Muitas pessoas possuem a falsa impressão de que o Brasil seria um “paraíso racial”, no qual a miscigenação asseguraria uma convivência pacífica e igualitária entre as pessoas pertencentes aos diversos fenótipos raciais. Esta visão iniciou-se a partir da obra de Gilberto Freyre, Casa Grande e Senzala, de 1933 (FREYRE, 2007), e até a década de 1990 pouco se alterou.
Durante a década de 1990, os primeiros estudos passaram a indicar a relação direta entre desigualdade social e etnia/raça (ver por todos HASENBALG e SILVA, 1992). Passa-se a reconhecer que a sociedade brasileira possui um preconceito velado, expresso em “piadas” e “brincadeiras” que escondem a verdadeira face do “racismo à brasileira” (TELLES, 2003). Ordinariamente as pessoas não se reconhecem como racistas, apesar de concordarem que a sociedade brasileira é racista (OLIVERA, BARRETO, 2003). Isso significa uma postura hipócrita de vários cidadãos de não reconhecer suas próprias práticas racistas como tais e, portanto, contribuírem para a perpetuação de uma cultura que normaliza as desigualdades étnico-raciais.
O racismo é uma grave violação de direitos humanos, por atentar contra o mais básico de todos os direitos: o de ser tratado com igualdade. O direito a não ser tratado de forma discriminatória está previsto em praticamente todos os tratados internacionais de direitos humanos e é o fundamento essencial das democracias (DUDH, art. 7º; CADH, art. 1.1 e 24; PIDCP, art. 2.1). A síntese dessa preocupação internacional está cristalizada na Convenção Internacional sobre a Eliminação de todas as formas de Discriminação Racial, aprovada pela Assembleia Geral da ONU em 1965 e ratificada pelo Brasil em 1968. Por esse diploma, o Brasil se compromete não apenas a não praticar institucionalmente a discriminação, mas também a coibir toda forma de discriminação social e a tomar uma postura ativa na alteração das relações sociais pautadas pela discriminação étnico-racial.
◇ ◇ ◇ ◇
**PEDIDO POR ESCRITO 1**:
No texto sobre o racismo no Brasil, reescreva de forma mais breve o parágrafo que começa com "O racismo é uma grave violação", mantendo seus fatos principais.
**PEDIDO POR ESCRITO 2**:
Retome o texto sobre o racismo no Brasil a partir do ponto em que ele termina.

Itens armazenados
◇ ◇ ◇ ◇
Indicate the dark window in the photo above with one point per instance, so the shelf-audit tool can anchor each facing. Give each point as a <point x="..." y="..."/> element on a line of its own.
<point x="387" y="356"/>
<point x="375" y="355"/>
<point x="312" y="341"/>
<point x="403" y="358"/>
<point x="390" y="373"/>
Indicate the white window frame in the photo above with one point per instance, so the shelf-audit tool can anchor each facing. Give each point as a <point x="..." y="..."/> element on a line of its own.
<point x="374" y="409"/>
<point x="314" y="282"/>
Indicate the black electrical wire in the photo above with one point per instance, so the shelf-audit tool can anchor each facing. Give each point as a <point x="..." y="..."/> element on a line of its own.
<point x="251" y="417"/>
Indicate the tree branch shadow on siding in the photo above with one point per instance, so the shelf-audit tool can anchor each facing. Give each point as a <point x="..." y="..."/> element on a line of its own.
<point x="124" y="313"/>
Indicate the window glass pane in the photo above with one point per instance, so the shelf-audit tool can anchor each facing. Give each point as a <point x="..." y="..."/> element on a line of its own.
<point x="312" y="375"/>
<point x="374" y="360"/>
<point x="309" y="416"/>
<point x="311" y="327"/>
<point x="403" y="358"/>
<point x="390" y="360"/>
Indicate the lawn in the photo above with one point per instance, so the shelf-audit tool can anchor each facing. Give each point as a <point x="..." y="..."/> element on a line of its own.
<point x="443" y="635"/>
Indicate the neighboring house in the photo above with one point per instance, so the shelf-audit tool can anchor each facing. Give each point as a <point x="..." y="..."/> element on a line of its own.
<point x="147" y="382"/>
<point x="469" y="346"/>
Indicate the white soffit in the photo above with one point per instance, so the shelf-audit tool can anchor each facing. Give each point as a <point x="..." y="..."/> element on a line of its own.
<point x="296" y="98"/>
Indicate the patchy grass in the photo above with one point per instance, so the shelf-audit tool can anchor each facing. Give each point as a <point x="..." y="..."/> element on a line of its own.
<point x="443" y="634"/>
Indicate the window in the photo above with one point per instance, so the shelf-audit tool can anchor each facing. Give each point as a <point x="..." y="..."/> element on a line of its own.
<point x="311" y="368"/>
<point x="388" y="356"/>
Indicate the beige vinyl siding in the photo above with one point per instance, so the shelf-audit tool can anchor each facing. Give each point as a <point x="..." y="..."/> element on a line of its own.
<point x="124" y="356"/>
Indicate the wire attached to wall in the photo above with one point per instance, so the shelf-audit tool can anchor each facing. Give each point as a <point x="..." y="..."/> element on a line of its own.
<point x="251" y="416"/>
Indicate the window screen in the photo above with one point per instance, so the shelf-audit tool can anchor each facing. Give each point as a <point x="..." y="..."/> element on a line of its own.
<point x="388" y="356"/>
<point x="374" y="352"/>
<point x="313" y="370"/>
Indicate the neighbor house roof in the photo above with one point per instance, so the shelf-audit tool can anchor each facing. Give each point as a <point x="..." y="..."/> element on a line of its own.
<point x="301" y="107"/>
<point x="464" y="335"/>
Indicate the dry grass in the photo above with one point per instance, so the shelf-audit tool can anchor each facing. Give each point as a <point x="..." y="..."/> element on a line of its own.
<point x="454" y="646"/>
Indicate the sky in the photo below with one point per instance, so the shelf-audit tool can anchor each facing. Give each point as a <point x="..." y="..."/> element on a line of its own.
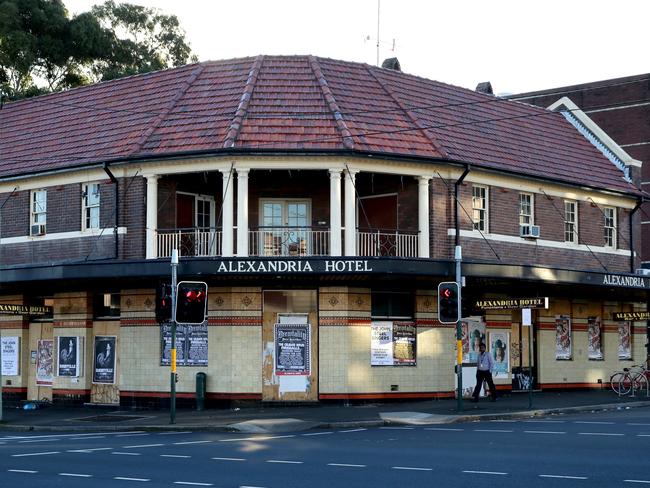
<point x="517" y="45"/>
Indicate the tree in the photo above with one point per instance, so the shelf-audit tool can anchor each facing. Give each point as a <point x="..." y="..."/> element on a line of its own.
<point x="43" y="50"/>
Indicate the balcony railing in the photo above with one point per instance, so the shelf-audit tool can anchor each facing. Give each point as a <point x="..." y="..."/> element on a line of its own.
<point x="285" y="241"/>
<point x="289" y="241"/>
<point x="387" y="243"/>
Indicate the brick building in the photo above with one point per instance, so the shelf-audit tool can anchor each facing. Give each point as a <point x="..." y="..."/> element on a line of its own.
<point x="321" y="201"/>
<point x="621" y="108"/>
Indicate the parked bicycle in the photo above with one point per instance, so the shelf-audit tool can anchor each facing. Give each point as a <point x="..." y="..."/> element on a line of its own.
<point x="632" y="379"/>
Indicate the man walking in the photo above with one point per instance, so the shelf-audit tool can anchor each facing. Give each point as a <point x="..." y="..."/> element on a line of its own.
<point x="484" y="367"/>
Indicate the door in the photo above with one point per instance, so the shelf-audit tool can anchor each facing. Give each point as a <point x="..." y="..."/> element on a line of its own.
<point x="290" y="346"/>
◇ ◇ ◇ ◇
**RESPOSTA 1**:
O racismo viola gravemente os direitos humanos porque atenta contra o direito de ser tratado com igualdade. A proteção contra a discriminação consta de quase todos os tratados internacionais de direitos humanos e é a base das democracias (DUDH, art. 7º; CADH, art. 1.1 e 24; PIDCP, art. 2.1). Essa preocupação se resume na Convenção Internacional sobre a Eliminação de todas as formas de Discriminação Racial, aprovada pela Assembleia Geral da ONU em 1965 e ratificada pelo Brasil em 1968. Por ela, o Brasil se compromete a não discriminar institucionalmente, a coibir a discriminação social e a agir ativamente para mudar as relações sociais marcadas pela discriminação étnico-racial.

**RESPOSTA 2**:
Nessa linha, a Constituição Federal prevê que constitui objetivo fundamental da República Federativa do Brasil “promover o bem de todos, sem preconceitos de origem, raça, sexo, cor, idade e quaisquer outras formas de discriminação” (art. 3º, IV) e sua política internacional é marcada pelo repúdio ao racismo (art. 4º, VIII). Há ainda um mandado de criminalização do racismo (art. 5º, XLII), qualificado pela inafiançabilidade, imprescritibilidade e pena de reclusão. Essa criminalização está prevista nos diversos tipos penais da Lei n. 7.716/2989, e complementada pelo crime de injúria discriminatória (CP, art. 140, § 3º).
Uma postura ativa dos órgãos do Sistema de Justiça na punição ao racismo é essencial para reforçar a vigência das normas de combate à discriminação racial (sobre a prevenção geral positiva de integração, ver genericamente: HASSEMER, 2005, p. 421-429), sem se descurar de preocupação mais ampla de abertura da Justiça Criminal para as experiências multidisciplinares de responsabilização ressocializadora (ÁVILA, 2010).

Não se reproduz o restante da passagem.